● **Extracted text**:
________________________________________

As mentioned earlier, the 3-F model utilizing the brain gain index is a viable method to explore likely nation-states with top talent. Still, it is not the only model the US should use for insight into nation-states’ capabilities. The Defense Intelligence Agency (DIA) released a report that highlighted both Russia and China were actively developing directed energy counter-space threat systems. As shown in Table 2, according to the 3-F model, China does not have enough talent within its borders to build directed energy counter-space weapons. However robust, the 3-F model cannot address all variables and looks only at published articles and research. China and other nation-states with higher brain gain indexes could have prevented journal publications or could import talent from other nation-states for research and development.

________________________________________

● **Data excerpt**:

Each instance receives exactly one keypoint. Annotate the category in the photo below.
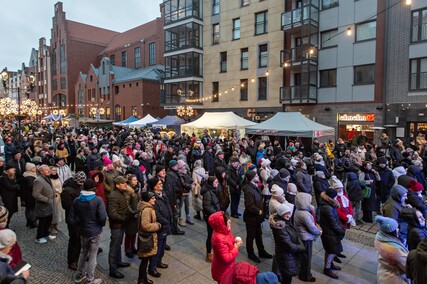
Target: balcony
(307, 15)
(299, 94)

________________________________________

● **The exercise**: Continue the passage about the 3-F model and directed energy counter-space weapons, starting after its last sentence.

● **Written answer**:
Markov Chain Model

The use of the Markov Chain probabilistic model for automated threat analysis has shown success in recent years and may prove viable in analyzing laser-based counter-space weapons threats. A study conducted in South Korea on the viability of using Markov Chains to predict and evaluate enemy air fighters showed a higher rate of accuracy when compared to previous AI models, highlighting its robustness in a near-real time environment. The Markov Chain model is used to determine the probability of a future state based solely on the present state, not on a sequence of consolidated events from the past. This lack of reliance on historical data makes a Markov Chain model effective without relying significantly on ample data storage and computational power. The lower computational power and storage requirements and its proven role in cyber defense assessment make the Markov Chain an ideal model for space-based threat assessment.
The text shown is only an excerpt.